--- DATA FOR THE TASK ---
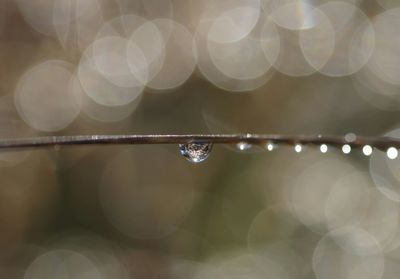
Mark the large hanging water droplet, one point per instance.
(195, 152)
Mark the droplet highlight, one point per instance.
(195, 152)
(270, 146)
(367, 150)
(243, 146)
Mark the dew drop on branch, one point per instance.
(195, 152)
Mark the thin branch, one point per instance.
(382, 143)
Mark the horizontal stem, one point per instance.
(258, 139)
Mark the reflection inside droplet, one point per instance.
(195, 152)
(270, 146)
(242, 146)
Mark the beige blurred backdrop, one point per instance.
(71, 67)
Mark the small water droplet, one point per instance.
(195, 152)
(270, 146)
(346, 149)
(392, 153)
(367, 150)
(242, 146)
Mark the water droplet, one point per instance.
(270, 146)
(392, 153)
(346, 149)
(195, 152)
(242, 146)
(323, 148)
(367, 150)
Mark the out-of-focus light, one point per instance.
(392, 153)
(354, 38)
(367, 150)
(45, 90)
(180, 56)
(346, 149)
(270, 146)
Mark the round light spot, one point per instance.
(234, 25)
(100, 89)
(44, 98)
(110, 55)
(392, 153)
(180, 56)
(323, 148)
(354, 38)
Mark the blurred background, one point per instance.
(72, 67)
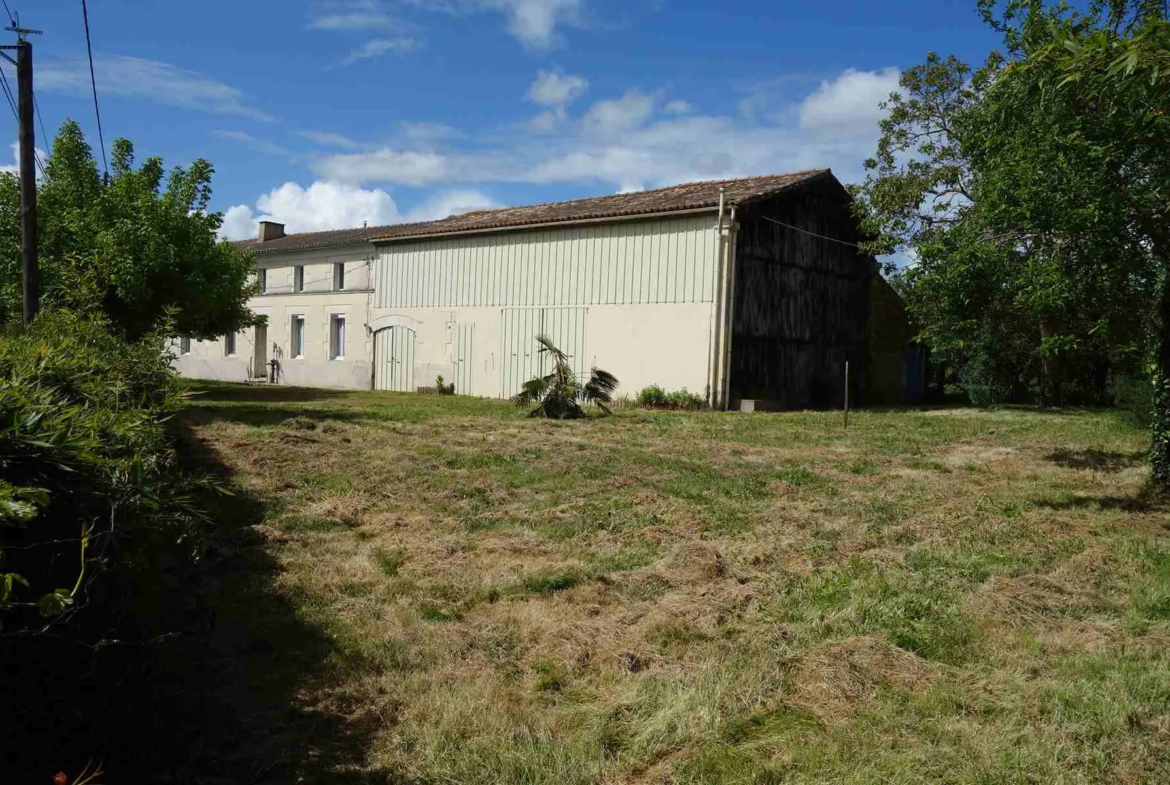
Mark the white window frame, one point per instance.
(337, 337)
(296, 338)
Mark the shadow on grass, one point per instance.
(1095, 459)
(266, 415)
(1144, 501)
(226, 391)
(197, 682)
(239, 699)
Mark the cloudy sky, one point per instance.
(325, 114)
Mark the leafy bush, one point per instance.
(561, 394)
(654, 397)
(97, 524)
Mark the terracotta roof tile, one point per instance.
(689, 195)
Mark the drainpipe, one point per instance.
(714, 363)
(729, 329)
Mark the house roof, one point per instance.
(676, 198)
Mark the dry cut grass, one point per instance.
(927, 597)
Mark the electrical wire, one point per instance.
(40, 117)
(12, 104)
(797, 228)
(93, 81)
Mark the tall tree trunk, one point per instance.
(1160, 428)
(1052, 386)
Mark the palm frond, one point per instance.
(600, 386)
(559, 394)
(532, 391)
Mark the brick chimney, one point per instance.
(270, 231)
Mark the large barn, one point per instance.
(750, 289)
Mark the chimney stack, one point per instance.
(270, 231)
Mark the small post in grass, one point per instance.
(846, 393)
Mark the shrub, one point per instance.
(654, 397)
(97, 522)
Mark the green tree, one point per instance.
(135, 247)
(1106, 74)
(997, 195)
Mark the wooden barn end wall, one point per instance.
(802, 302)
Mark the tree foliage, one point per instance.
(1027, 274)
(561, 394)
(135, 247)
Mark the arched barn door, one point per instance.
(393, 357)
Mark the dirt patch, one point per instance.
(967, 455)
(695, 563)
(832, 681)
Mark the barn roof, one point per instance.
(676, 198)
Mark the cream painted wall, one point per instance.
(317, 303)
(640, 295)
(663, 344)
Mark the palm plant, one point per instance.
(561, 394)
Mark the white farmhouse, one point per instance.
(743, 289)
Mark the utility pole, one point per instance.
(29, 264)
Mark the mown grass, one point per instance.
(941, 596)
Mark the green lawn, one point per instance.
(454, 593)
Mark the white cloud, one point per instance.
(150, 80)
(850, 103)
(378, 47)
(353, 15)
(406, 167)
(552, 89)
(324, 205)
(627, 143)
(555, 91)
(238, 224)
(548, 121)
(254, 142)
(534, 22)
(619, 115)
(331, 139)
(451, 202)
(327, 206)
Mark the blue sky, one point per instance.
(328, 112)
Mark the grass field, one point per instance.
(453, 593)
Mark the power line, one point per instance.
(12, 104)
(93, 81)
(40, 117)
(797, 228)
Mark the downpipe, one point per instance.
(729, 326)
(714, 363)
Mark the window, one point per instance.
(297, 331)
(337, 337)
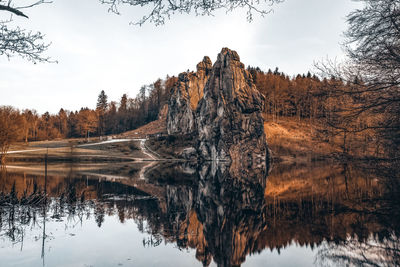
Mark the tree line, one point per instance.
(109, 117)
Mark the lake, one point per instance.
(178, 214)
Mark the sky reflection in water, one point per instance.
(305, 215)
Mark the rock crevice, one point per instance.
(221, 105)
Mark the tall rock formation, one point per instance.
(223, 108)
(229, 116)
(184, 99)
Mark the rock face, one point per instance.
(184, 99)
(222, 106)
(229, 120)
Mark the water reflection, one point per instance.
(345, 215)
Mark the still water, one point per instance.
(138, 214)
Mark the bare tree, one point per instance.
(10, 129)
(17, 41)
(164, 9)
(372, 72)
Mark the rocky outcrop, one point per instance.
(223, 108)
(184, 99)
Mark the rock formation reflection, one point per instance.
(347, 215)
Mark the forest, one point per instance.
(305, 98)
(355, 104)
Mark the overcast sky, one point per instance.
(97, 50)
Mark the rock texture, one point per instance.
(229, 116)
(184, 99)
(221, 105)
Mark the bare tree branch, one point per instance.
(164, 9)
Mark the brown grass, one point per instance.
(293, 140)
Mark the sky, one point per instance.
(97, 50)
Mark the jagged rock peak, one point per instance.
(204, 65)
(185, 96)
(229, 116)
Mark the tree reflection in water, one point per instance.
(348, 215)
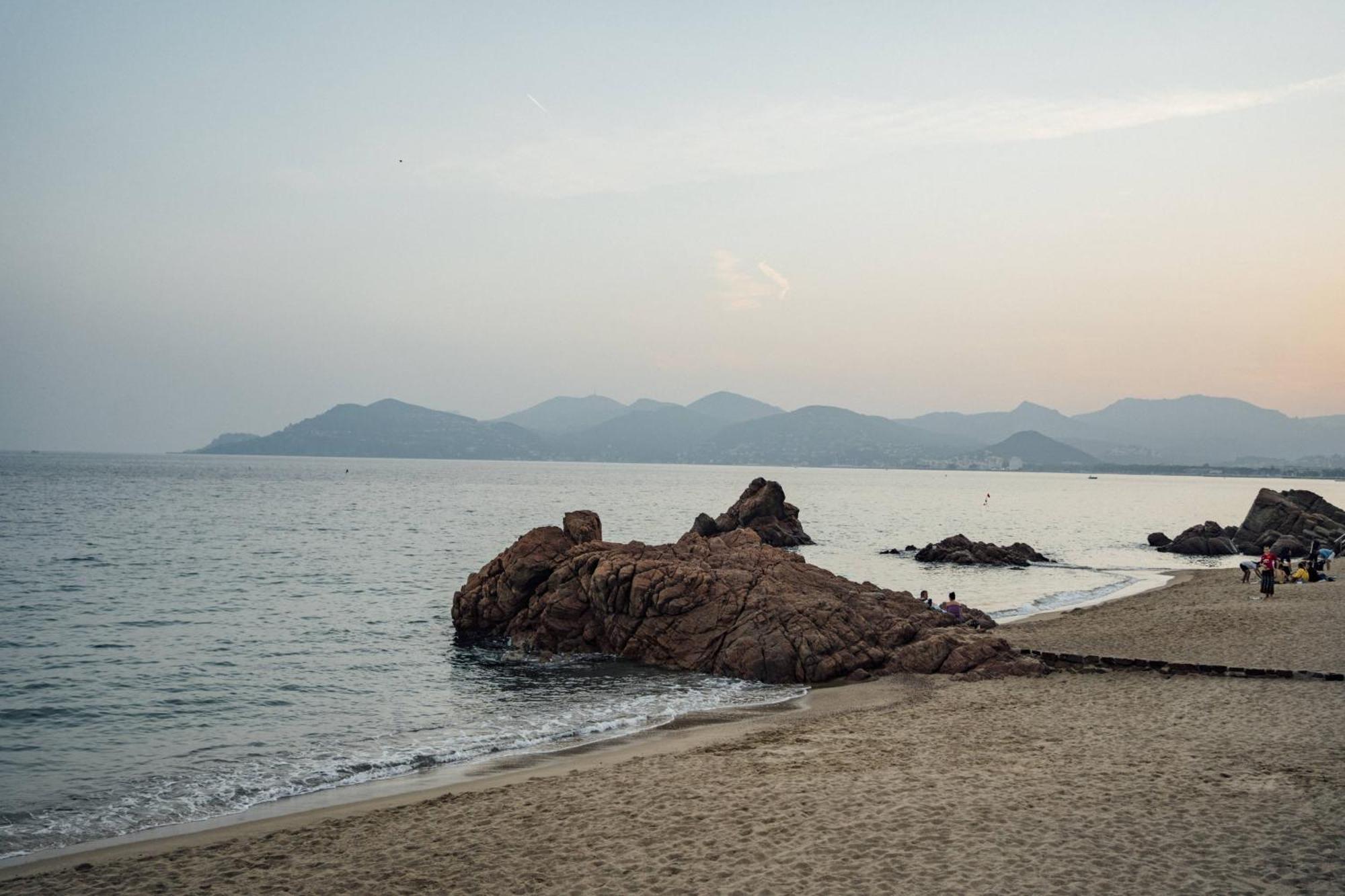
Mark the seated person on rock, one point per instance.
(952, 606)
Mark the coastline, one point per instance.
(668, 756)
(484, 772)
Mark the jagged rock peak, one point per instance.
(763, 509)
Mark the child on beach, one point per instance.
(1268, 567)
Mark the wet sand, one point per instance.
(1120, 782)
(1206, 616)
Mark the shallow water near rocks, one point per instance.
(186, 637)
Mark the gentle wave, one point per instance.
(161, 802)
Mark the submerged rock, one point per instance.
(1206, 540)
(763, 509)
(1297, 514)
(727, 604)
(960, 549)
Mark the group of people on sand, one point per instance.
(1280, 571)
(950, 606)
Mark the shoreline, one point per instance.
(1175, 783)
(695, 729)
(484, 772)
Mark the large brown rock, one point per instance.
(727, 604)
(1277, 517)
(960, 549)
(1206, 540)
(763, 509)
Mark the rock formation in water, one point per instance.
(1291, 520)
(960, 549)
(727, 604)
(1206, 540)
(763, 509)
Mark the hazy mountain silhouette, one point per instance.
(731, 428)
(650, 404)
(392, 428)
(1204, 430)
(996, 425)
(664, 435)
(730, 407)
(567, 415)
(1036, 450)
(228, 439)
(821, 436)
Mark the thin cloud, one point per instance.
(777, 278)
(816, 135)
(739, 287)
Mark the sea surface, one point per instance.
(188, 637)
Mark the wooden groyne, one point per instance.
(1091, 662)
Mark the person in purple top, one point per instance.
(952, 606)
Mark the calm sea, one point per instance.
(188, 637)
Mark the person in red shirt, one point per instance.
(1268, 567)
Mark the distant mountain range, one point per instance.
(727, 428)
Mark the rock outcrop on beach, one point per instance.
(763, 509)
(1291, 520)
(960, 549)
(724, 604)
(1204, 540)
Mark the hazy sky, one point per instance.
(232, 216)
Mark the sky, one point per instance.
(233, 216)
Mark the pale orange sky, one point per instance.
(235, 217)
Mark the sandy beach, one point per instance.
(1126, 782)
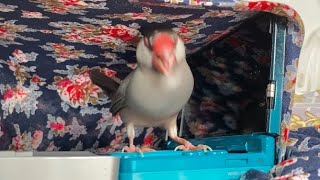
---
> TASK TO CARRY OUT: All the records need to be printed again exactly as written, though without their pictures.

> WRITTEN SOLUTION:
Mark the large hanging water droplet, one point per instance.
(195, 152)
Mark the droplet highlight, one point per instance.
(195, 152)
(270, 146)
(367, 150)
(243, 146)
Mark the dew drop on branch, one point per instance.
(195, 152)
Mark the thin branch, one point per instance.
(382, 143)
Mark the horizontal stem, one point per instance.
(258, 139)
Mark the reflection inside droplet, one point per instance.
(195, 152)
(270, 146)
(242, 146)
Mark the beige blurred backdrop, one point per instance.
(71, 67)
Mark the small water droplet, one point per instance.
(195, 152)
(270, 146)
(346, 149)
(392, 153)
(367, 150)
(242, 146)
Mark the water droplet, one point per instance.
(270, 146)
(392, 153)
(346, 149)
(195, 152)
(242, 146)
(323, 148)
(367, 150)
Mark the out-of-focus light, one point per instance.
(392, 153)
(354, 38)
(367, 150)
(45, 90)
(180, 56)
(346, 149)
(270, 146)
Mark the round light spot, one point per instance.
(234, 25)
(100, 89)
(44, 98)
(110, 55)
(392, 153)
(180, 56)
(323, 148)
(354, 38)
Mark the blurred background, one point per instance.
(72, 67)
Mark the white window frame, one point per instance.
(337, 337)
(296, 338)
Mark the shadow on grass, one point per instance.
(1095, 459)
(266, 415)
(1144, 501)
(226, 391)
(197, 682)
(239, 699)
Mark the cloudy sky, one point per instance.
(325, 114)
Mark the leafy bush, one point per instance.
(561, 394)
(654, 397)
(97, 524)
Mark the terracotta roof tile, one point per instance.
(689, 195)
Mark the drainpipe, one point per instance.
(714, 363)
(729, 329)
Mark the house roof, one point per instance.
(676, 198)
Mark the dry cut grass, one point per instance.
(927, 597)
Mark the electrical wire, one point per instance.
(40, 117)
(12, 104)
(797, 228)
(93, 81)
Mark the tall tree trunk, one point per instance.
(1160, 428)
(1052, 386)
Mark the palm frond, one point per instance.
(600, 386)
(559, 394)
(532, 391)
Mark the brick chimney, one point per instance.
(270, 231)
Mark the large barn, one point per instance.
(750, 289)
Mark the chimney stack, one point per instance.
(270, 231)
Mark the small post in grass, one point per instance.
(846, 393)
Mark the shrub, one point per instance.
(654, 397)
(97, 522)
Mark the green tree, one point per instance.
(135, 247)
(1106, 74)
(997, 195)
Mark the wooden barn end wall, one point per instance.
(802, 302)
Mark the tree foliage, one point per instance.
(1027, 274)
(561, 394)
(135, 247)
Mark the arched barn door, one point per instance.
(393, 357)
Mark the dirt patch, one point per instance.
(967, 455)
(695, 563)
(832, 681)
Mark the barn roof, one point per instance.
(676, 198)
Mark the cream painted wall, one point per instance.
(317, 303)
(640, 295)
(663, 344)
Mark the palm plant, one point per instance.
(561, 394)
Mark the white farmhouse, one point per instance.
(743, 289)
Mark the utility pole, one point per instance.
(29, 264)
Mark the mown grass, one point per instance.
(941, 596)
Mark the green lawn, one point per instance.
(454, 593)
Mark the white cloud, one point per instance.
(150, 80)
(850, 103)
(378, 47)
(353, 15)
(406, 167)
(552, 89)
(324, 205)
(627, 143)
(555, 91)
(238, 224)
(548, 121)
(254, 142)
(534, 22)
(619, 115)
(331, 139)
(451, 202)
(327, 206)
Mark the blue sky, one point per instance.
(328, 112)
Mark the grass field, one point per instance.
(453, 593)
Mark the power line, one point per instance.
(12, 104)
(93, 81)
(40, 117)
(797, 228)
Mark the downpipe, one point per instance.
(729, 326)
(714, 363)
Mark the window, one point per instance.
(297, 331)
(337, 337)
Mark the tree line, one point per instance.
(109, 117)
Mark the lake, one point per instance.
(178, 214)
Mark the sky reflection in water, one point per instance.
(305, 215)
Mark the rock crevice, one point per instance.
(221, 105)
Mark the tall rock formation, one point per instance.
(223, 108)
(229, 116)
(184, 99)
Mark the rock face, one point per instance.
(184, 99)
(222, 106)
(229, 120)
Mark the water reflection, one point per instance.
(345, 215)
Mark the still water, one point per instance.
(138, 214)
Mark the bare tree, one point per instance.
(10, 129)
(17, 41)
(164, 9)
(372, 72)
Mark the rocky outcrop, one point per instance.
(223, 108)
(184, 99)
Mark the rock formation reflection, one point per instance.
(347, 215)
Mark the forest, one point per instance.
(305, 98)
(355, 104)
Mark the overcast sky, one point per instance.
(97, 50)
Mark the rock texture, one point per instance.
(229, 116)
(184, 99)
(221, 105)
Mark the bare tree branch, one point per instance.
(164, 9)
Mark the brown grass, one point per instance.
(293, 140)
Mark the sky, one point per instance.
(97, 50)
Mark the jagged rock peak, one point per instance.
(204, 65)
(185, 96)
(229, 116)
Mark the tree reflection in water, one point per instance.
(348, 215)
Mark the seated person on rock, one point per instance.
(952, 606)
Mark the coastline, one point per instance.
(668, 756)
(484, 772)
Mark the jagged rock peak, one point per instance.
(763, 509)
Mark the child on beach, one point per instance.
(1268, 567)
Mark the wet sand, one point per instance.
(1120, 782)
(1206, 616)
Mark the shallow water near rocks, one point per instance.
(186, 637)
Mark the gentle wave, one point per instance.
(161, 802)
Mark the submerged rock, one point per instance.
(1206, 540)
(763, 509)
(1297, 514)
(727, 604)
(960, 549)
Mark the group of people on sand, one point per instance.
(1280, 571)
(950, 606)
Mark the shoreline, one point per instance.
(1175, 783)
(695, 729)
(484, 772)
Mark the large brown rock, one point per instance.
(727, 604)
(1277, 517)
(960, 549)
(1206, 540)
(763, 509)
Mark the rock formation in water, one point per instance.
(1291, 520)
(960, 549)
(727, 604)
(1206, 540)
(763, 509)
Mark the hazy mountain silhouette, one point per instance.
(731, 428)
(650, 404)
(392, 428)
(1204, 430)
(996, 425)
(664, 435)
(730, 407)
(567, 415)
(1036, 450)
(228, 439)
(821, 436)
Mark the thin cloud, one point per instance.
(777, 278)
(816, 135)
(739, 287)
Mark the sea surface, one point per instance.
(188, 637)
Mark the wooden groyne, one point per instance.
(1091, 662)
Mark the person in purple top, one point per instance.
(952, 606)
Mark the calm sea, one point per instance.
(188, 637)
Mark the person in red shirt, one point per instance.
(1268, 567)
Mark the distant mountain range, one point per instance.
(727, 428)
Mark the rock outcrop on beach, one point per instance.
(763, 509)
(1291, 520)
(960, 549)
(724, 604)
(1204, 540)
Mark the hazy sky, one point per instance.
(232, 216)
Mark the sky, one point per instance.
(233, 216)
Mark the pale orange sky, one point per instance.
(235, 217)
Mark the sandy beach, one point per instance.
(1126, 782)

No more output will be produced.